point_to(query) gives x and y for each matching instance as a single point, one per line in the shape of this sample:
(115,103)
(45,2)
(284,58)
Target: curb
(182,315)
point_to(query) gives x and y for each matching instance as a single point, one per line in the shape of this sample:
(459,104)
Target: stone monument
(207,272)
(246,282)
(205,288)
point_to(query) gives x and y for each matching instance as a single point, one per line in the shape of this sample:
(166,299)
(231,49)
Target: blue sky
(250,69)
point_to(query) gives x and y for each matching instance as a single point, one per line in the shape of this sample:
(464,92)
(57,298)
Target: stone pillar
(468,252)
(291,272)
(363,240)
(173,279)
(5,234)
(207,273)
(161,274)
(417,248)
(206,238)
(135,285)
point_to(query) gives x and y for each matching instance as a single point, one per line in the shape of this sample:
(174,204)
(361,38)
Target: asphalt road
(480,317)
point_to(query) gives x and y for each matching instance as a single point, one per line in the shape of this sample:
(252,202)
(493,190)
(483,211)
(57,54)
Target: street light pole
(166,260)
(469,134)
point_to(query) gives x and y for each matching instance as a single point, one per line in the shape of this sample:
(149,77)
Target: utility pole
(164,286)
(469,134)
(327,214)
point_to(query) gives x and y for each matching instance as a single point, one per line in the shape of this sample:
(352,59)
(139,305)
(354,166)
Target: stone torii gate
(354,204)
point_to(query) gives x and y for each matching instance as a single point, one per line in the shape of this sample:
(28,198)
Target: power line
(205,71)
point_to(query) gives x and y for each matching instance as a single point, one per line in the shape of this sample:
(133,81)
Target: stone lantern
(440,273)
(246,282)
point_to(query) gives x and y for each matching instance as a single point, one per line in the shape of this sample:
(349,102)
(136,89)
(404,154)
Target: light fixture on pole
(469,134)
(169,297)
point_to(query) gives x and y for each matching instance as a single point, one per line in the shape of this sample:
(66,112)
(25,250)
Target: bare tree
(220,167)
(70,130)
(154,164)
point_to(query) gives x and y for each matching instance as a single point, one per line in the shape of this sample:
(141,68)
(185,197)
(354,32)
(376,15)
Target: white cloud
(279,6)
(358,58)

────────

▶ Instructions for the task
Could you quote the material above in full, exactly as it stands?

▶ Solution to the exercise
point_to(query) gives x and y for each matching instance as a single point, one per line in the shape of this sample:
(115,103)
(45,2)
(284,58)
Target: curb
(182,315)
point_to(query) gives x and y for each matching instance as a single point, one per line in the shape of this sample:
(459,104)
Target: stone monument
(207,272)
(246,282)
(205,288)
point_to(query) gives x and y for each matching instance as a single point, one per line in the shape of this sample:
(166,299)
(231,49)
Target: blue sky
(250,69)
point_to(query) gives x and y for each matching instance as a single point, one per line in the shape of this sample:
(464,92)
(57,298)
Target: stone pillar
(468,252)
(291,272)
(363,240)
(173,279)
(5,234)
(207,273)
(161,274)
(417,248)
(206,238)
(135,285)
point_to(query) gives x and y for each matching instance as a single point, one per line in the shape of this sample:
(174,204)
(361,38)
Target: asphalt road
(480,317)
point_to(query) gives x and y for each matching instance as a single point, one per line in the shape of this sample:
(252,202)
(493,190)
(483,211)
(57,54)
Target: street light pole
(166,260)
(469,134)
point_to(query) gives x and y for each matching instance as a single point, one per line in the shape of this sample:
(149,77)
Target: utility pole
(164,286)
(469,134)
(327,214)
point_to(query) gives x and y for each matching instance as a single point, one per line in the shape of this sample:
(352,59)
(139,305)
(354,166)
Target: stone torii gate
(354,204)
point_to(query) gives x and y for each matching instance as a single point, one per line in the shape of this sample:
(28,198)
Target: power line
(205,71)
point_to(query) gives x and y for each matching instance as a single point, one per line in the shape of this sample:
(133,81)
Target: stone lantern
(440,273)
(246,282)
point_to(query) gives x and y for each matching instance as a single point, one per line in the shape of this sample:
(349,102)
(136,89)
(404,154)
Target: light fixture on pole
(469,134)
(169,297)
point_to(query) gives x and y for each matching instance as a single point, one per line in the shape of this sample:
(66,112)
(25,250)
Target: bare tree
(220,167)
(70,130)
(154,164)
point_to(query) gives x and y for each matching instance as a single point, one per line in the shape of this sample:
(141,68)
(185,197)
(354,32)
(376,15)
Target: white cloud
(279,6)
(358,58)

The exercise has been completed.